◆ What to work on:
(1) The essay on photography opens with lines quoted from the Blondie song "Picture This." List each of those quoted lines.
(2) Carry on the personal essay about photography and the hypertension diagnosis, picking up after its last sentence.
[Supplied passage Boundary: Start]
All I want is a photo in my wallet

A small remembrance of something more solid

All I want is a picture of you   

                                                                          Picture This – Blondie

I almost always have a camera to hand; quite often, it’s the camera on my phone, but sometimes I dust off the DSLR for something special. It’s not so much about thinking of myself as a photographer. I don’t really have the technical skills to call myself that. But I love to pause when something catches my eye, or to be playful with my camera and phone. One thing I know for sure is that I definitely prefer to be behind the camera.

I take photographs of small things, mostly. Record moments with friends and family. Things that might not look like much to anyone else, but that hold something of the moment for me. Some of the images matter to me because of where I was when I took them. Others because of who I was with. Sometimes it’s both. And sometimes it’s neither; just a quiet acknowledging that something felt worth keeping.

The photo I’m using across this website was taken on a day that didn’t begin quietly. It began with a blood pressure reading of 202/108, a reading that sent me off to the hospital for a day. I spent hours there, the kind of long, suspended time where everything feels a touch unreal. It was there, in that clinical brightness and constant noise, that I first heard the words malignant hypertension. Heavy words; one hell of a diagnosis. Those words landed in my body and didn’t immediately make sense. I have stresses, sure, but I am also good at looking out for my mental health and cutting out the cross-chatter of the world around me. Or so I thought.
[Supplied passage Boundary: End]
[Given records Boundary: Start]
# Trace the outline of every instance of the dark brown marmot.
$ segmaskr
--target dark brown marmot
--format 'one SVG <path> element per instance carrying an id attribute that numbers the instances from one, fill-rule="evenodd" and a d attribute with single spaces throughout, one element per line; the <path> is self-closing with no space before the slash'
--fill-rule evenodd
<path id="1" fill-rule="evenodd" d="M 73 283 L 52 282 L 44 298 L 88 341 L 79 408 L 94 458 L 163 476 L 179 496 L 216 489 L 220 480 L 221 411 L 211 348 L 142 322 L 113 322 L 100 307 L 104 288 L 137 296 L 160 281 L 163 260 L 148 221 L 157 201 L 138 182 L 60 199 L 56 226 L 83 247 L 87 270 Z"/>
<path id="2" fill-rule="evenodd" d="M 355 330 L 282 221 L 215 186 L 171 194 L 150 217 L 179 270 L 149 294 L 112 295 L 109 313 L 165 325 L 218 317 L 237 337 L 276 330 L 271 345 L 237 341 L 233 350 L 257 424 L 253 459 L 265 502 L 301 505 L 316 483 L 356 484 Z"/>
[Given records Boundary: End]
◆ Results for the exercise:
(1)
All I want is a photo in my wallet
A small remembrance of something more solid
All I want is a picture of you

(2)
After that diagnosis, I didn’t want noise. I didn’t want conversation. I wanted space and air. I had to wait around for blood test results and for my blood pressure to lower some more before they would let me go home, but I was allowed to go for a walk and find some food to eat. So I found my way outdoors, to somewhere familiar enough to feel safe but open enough to breathe. I sat down, boots in the leaves, my eye on the birch log next to me (my picnic table), back against the rhythm of the world rather than the urgency of it. I stayed there for a while, not doing very much. Just noticing what was around me.

The photo I’m using for this website isn’t particularly artistic. There’s no technical brilliance in it. But it is a strong reminder of the need to stop and take stock every once in a while of the little moments; those moments when the sunlight peeks through the trees, when the focus on your boots gives way to a softer focus of trees and a blue sky beyond, of resting for a minute in the maelstrom of a busy or a stressful day. And for that alone, I love this photo.